> _PROVIDED PASSAGE_:
________________________
The Shapes of Data: Hierarchical

02 February 2025

tl;dr Hierarchically-shaped data is characterized around strictly acyclic data that are arranged in a parent-child relationship, starting from a single well-known root data node. The relationship between nodes is explicit, with the roles of parent and child clearly delineated, but the actual association between parent and child is typically implicit and immutable.

Refresher

Hierarchical data is most easily recognized as a "tree", such as that taught in every Computer Science course anywhere, where a well-defined root node has pointers to child nodes, each of which is also potentially a parent to other child nodes, ad infinitum (or at least until we run out of memory). In the data world, this is most easily seen in the XML Infoset, which is an abstract discussion and description of this hierarhical model.

Careful readers of the Infoset specification will note that the descriptions are all abstract and at no point refer to "tags" or "angle-brackets"; the traditional thinking around XML, that of a markup syntax similar to HTML, is but one way of serializing an Infoset document, and some of the later attempts at binary XML serialization serve as an interesting separation of "data model" from "data representation".
________________________
> _TASKS_:
**a)** List every word or phrase that the post on hierarchical data puts inside double quotation marks.
**b)** Quote the post on hierarchical data between "tl;dr Hierarchically-shaped data" and "this hierarhical model.", inclusive.
The entries that follow come from a different source than the post on hierarchical data.
________________________
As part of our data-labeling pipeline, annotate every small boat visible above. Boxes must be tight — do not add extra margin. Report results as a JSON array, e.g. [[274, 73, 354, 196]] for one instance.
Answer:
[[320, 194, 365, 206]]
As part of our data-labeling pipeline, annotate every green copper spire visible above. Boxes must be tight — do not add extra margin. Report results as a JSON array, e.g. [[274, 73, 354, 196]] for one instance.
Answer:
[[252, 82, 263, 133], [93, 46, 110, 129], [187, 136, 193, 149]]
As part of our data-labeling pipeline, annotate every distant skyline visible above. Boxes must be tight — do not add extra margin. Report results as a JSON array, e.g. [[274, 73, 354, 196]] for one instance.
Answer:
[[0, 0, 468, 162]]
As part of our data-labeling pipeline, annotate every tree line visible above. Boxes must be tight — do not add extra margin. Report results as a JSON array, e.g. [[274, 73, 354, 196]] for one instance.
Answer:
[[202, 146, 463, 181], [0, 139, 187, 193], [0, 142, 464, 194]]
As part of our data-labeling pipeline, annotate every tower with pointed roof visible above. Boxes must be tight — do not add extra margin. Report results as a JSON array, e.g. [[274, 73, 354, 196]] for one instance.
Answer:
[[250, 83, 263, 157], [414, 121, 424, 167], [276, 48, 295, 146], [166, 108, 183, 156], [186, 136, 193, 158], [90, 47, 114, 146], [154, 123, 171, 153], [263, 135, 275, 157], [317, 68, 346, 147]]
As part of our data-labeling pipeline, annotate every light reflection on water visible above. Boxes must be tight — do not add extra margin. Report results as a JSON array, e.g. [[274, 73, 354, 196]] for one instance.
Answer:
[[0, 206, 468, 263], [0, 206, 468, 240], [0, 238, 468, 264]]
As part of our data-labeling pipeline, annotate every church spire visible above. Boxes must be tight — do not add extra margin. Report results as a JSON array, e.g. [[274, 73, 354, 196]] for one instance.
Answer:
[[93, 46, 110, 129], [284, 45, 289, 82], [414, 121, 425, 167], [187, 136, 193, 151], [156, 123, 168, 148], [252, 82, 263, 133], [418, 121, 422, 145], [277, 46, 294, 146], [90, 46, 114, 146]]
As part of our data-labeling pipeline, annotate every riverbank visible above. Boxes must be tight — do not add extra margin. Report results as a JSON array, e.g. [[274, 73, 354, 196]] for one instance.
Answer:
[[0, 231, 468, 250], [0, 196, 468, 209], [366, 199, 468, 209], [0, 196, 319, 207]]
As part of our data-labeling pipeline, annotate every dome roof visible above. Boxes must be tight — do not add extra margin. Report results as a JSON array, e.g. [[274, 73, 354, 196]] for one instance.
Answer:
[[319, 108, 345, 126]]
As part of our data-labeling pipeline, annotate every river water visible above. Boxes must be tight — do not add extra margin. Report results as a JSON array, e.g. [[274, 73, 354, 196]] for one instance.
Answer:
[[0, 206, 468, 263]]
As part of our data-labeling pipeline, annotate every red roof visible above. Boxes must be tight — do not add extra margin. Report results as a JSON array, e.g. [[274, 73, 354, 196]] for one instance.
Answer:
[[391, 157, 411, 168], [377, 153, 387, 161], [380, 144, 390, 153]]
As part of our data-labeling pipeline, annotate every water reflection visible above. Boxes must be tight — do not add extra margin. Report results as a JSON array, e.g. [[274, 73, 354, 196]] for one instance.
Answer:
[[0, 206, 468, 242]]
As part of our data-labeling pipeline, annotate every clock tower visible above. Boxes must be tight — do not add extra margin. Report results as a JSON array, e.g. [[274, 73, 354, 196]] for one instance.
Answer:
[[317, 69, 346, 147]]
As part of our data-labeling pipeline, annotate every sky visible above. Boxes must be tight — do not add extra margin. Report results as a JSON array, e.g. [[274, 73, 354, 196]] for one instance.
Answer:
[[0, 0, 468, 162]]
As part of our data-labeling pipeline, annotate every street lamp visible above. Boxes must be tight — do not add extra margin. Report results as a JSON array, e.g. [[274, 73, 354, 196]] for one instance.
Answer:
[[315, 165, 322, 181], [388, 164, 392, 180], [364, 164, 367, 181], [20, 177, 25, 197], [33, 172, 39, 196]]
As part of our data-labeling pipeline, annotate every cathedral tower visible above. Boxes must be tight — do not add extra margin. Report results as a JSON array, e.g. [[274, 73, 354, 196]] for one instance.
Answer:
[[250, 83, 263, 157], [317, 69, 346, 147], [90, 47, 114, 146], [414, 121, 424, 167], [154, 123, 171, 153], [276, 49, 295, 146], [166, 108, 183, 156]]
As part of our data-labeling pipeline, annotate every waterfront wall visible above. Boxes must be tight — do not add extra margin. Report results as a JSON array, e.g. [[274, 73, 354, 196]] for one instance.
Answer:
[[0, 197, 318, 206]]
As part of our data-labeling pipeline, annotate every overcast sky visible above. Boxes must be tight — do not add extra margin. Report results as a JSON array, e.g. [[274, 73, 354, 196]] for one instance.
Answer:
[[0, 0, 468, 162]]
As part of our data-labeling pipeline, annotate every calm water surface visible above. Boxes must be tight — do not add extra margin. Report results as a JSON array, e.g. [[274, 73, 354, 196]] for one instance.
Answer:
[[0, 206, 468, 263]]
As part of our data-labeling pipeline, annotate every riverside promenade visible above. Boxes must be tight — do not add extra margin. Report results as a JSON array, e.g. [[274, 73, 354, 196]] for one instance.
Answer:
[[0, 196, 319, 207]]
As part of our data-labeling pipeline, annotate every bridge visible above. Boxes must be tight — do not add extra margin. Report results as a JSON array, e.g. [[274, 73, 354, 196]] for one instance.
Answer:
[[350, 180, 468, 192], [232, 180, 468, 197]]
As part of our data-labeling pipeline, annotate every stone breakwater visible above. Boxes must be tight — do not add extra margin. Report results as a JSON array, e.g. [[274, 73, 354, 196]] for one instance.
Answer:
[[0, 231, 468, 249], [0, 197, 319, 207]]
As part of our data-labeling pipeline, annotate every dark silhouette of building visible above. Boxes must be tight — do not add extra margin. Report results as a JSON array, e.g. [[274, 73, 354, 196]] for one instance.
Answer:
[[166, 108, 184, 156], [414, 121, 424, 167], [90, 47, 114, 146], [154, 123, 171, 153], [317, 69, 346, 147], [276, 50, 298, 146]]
________________________
> _WORKED ANSWERS_:
**a)** "tree", "tags", "angle-brackets", "data model", "data representation"

**b)**
tl;dr Hierarchically-shaped data is characterized around strictly acyclic data that are arranged in a parent-child relationship, starting from a single well-known root data node. The relationship between nodes is explicit, with the roles of parent and child clearly delineated, but the actual association between parent and child is typically implicit and immutable.

Refresher

Hierarchical data is most easily recognized as a "tree", such as that taught in every Computer Science course anywhere, where a well-defined root node has pointers to child nodes, each of which is also potentially a parent to other child nodes, ad infinitum (or at least until we run out of memory). In the data world, this is most easily seen in the XML Infoset, which is an abstract discussion and description of this hierarhical model.